PROBLEM DESCRIPTION
Copy verbatim the material from its first line to the line that holds "box: [336, 392, 455, 450]", including that line.

MATERIAL TO PROCESS
---*---

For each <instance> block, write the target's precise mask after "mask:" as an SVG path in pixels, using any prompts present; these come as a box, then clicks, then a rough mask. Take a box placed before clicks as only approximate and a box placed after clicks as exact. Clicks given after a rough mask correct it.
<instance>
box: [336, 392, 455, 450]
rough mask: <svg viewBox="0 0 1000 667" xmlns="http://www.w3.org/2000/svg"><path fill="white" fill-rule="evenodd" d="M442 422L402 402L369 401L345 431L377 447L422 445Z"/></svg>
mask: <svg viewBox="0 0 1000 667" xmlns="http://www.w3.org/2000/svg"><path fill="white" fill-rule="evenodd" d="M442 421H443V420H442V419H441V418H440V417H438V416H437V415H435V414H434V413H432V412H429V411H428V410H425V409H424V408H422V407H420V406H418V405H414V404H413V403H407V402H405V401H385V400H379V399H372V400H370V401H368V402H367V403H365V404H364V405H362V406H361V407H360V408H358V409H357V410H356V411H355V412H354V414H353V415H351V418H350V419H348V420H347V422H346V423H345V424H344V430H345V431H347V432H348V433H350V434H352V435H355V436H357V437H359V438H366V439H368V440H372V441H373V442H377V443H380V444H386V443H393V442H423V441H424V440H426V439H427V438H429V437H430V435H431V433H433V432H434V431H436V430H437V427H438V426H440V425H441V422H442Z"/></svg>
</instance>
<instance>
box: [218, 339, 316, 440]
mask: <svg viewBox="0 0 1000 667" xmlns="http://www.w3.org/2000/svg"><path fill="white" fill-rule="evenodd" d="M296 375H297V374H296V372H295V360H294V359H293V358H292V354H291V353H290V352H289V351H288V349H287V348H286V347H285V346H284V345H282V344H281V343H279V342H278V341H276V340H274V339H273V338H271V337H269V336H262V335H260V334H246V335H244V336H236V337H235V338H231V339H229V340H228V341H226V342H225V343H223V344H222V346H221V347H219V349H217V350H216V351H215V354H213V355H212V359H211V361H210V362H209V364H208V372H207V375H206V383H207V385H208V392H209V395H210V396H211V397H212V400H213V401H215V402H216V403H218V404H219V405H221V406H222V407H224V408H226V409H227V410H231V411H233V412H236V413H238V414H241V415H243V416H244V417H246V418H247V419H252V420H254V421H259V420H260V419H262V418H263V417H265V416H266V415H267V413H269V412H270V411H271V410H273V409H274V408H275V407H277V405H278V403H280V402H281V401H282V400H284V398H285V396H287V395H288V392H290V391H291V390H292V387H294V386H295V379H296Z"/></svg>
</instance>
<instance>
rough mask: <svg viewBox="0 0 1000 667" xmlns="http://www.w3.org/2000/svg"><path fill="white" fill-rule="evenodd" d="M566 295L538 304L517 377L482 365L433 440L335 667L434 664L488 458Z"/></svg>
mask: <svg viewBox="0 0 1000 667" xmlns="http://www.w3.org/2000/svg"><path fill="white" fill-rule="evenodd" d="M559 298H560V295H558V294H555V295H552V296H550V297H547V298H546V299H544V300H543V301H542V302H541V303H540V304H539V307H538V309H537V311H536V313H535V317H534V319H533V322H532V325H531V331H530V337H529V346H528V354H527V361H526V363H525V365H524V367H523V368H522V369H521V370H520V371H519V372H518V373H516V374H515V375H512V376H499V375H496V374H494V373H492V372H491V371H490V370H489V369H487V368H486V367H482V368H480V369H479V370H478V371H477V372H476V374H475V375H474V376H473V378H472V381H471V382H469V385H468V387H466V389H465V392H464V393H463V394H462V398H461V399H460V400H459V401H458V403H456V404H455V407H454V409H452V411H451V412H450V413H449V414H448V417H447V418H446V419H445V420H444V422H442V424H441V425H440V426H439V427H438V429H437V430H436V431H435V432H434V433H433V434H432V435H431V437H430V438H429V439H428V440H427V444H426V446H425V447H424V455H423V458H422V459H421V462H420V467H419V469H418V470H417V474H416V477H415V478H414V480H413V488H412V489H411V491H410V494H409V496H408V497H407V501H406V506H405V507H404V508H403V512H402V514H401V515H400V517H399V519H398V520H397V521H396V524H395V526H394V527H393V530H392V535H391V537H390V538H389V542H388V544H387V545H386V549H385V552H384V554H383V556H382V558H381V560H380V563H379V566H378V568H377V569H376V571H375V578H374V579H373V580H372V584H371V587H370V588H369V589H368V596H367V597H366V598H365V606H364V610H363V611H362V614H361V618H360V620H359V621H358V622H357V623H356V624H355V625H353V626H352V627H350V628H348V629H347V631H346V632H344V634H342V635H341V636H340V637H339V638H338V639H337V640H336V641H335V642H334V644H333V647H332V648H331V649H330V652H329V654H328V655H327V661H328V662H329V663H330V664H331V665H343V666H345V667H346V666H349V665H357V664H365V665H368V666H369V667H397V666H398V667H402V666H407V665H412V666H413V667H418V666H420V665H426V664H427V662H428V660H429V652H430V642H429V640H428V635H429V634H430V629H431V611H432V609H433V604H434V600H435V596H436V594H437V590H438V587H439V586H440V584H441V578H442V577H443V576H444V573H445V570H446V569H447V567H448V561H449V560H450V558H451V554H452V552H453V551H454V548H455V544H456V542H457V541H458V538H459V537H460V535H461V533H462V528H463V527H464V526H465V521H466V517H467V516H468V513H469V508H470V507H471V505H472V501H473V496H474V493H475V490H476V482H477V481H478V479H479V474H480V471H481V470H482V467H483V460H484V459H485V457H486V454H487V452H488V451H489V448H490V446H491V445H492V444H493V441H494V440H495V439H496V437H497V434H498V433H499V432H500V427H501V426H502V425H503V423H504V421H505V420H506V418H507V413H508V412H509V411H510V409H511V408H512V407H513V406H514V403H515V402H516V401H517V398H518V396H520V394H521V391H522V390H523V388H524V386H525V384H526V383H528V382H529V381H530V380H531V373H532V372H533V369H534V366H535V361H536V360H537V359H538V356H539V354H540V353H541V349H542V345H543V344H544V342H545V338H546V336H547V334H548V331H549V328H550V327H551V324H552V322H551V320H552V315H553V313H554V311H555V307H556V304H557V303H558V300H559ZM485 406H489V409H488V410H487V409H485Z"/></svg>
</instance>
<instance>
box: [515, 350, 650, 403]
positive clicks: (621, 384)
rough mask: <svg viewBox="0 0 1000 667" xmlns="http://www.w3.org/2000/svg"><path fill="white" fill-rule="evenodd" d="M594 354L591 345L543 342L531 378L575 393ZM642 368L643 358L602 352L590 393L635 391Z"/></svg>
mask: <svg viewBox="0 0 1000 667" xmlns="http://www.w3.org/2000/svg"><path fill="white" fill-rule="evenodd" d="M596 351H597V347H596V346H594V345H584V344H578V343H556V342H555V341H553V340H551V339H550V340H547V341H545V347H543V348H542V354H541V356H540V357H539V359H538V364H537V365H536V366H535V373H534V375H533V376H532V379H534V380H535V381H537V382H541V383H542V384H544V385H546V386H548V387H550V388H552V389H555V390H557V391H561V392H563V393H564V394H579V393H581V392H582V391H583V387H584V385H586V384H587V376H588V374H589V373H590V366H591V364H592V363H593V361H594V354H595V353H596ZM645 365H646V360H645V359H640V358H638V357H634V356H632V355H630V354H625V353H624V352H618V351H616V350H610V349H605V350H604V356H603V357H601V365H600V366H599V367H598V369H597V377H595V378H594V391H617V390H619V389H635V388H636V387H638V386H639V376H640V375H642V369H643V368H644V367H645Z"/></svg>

---*---

ANSWER SECTION
For each <instance> block, write the target's precise mask after "mask:" as an SVG path in pixels, using any prompts present; these come as a box, then clicks, then a rough mask. Take a box placed before clicks as only approximate and a box placed after clicks as exact. Clicks given after a rough mask correct it.
<instance>
box: [336, 392, 455, 450]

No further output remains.